---- EXTRACTED DATA

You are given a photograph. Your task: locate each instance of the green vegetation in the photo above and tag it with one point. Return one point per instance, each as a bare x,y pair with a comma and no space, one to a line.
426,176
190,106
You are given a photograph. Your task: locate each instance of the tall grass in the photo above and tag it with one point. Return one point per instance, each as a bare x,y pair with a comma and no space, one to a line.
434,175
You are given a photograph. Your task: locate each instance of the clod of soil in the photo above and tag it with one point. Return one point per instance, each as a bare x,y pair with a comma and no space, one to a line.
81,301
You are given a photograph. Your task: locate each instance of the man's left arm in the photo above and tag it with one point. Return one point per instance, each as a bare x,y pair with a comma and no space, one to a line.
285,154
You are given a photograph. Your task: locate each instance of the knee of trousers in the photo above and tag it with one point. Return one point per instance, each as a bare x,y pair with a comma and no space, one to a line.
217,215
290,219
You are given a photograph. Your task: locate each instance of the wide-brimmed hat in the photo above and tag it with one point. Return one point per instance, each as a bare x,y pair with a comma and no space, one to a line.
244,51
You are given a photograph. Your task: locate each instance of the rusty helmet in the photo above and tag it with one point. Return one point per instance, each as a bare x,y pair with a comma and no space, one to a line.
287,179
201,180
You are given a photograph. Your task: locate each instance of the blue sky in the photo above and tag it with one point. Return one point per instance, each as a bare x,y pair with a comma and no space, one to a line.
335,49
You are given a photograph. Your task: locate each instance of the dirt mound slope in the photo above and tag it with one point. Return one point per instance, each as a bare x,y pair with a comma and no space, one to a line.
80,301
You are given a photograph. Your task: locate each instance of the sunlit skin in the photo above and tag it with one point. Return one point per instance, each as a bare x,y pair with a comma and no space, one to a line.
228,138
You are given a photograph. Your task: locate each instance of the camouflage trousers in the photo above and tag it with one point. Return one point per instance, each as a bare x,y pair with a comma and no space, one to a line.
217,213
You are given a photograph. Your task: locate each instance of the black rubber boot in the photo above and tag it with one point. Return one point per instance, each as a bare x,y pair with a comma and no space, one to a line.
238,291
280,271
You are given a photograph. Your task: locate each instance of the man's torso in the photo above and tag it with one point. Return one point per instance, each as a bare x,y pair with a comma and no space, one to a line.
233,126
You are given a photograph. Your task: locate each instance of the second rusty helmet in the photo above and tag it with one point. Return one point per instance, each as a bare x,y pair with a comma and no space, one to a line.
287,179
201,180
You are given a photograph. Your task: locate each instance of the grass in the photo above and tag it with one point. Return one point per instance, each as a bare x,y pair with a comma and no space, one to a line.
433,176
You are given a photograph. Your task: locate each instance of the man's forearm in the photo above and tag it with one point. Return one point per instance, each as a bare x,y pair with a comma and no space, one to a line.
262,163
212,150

--------

> INSTRUCTION
Reproduce the records starting at the line that contains "the man's forearm" and ending at the end of the records, substituting "mark" for "tag" and leaving everything else unchanged.

> WRITTEN ANSWER
You are given a photograph. Your task: locate each instance of the man's forearm in the photo above and mark it with one point. Return one point per instance, each as a bare x,y pair with a comma and no space, one to a line.
262,163
212,150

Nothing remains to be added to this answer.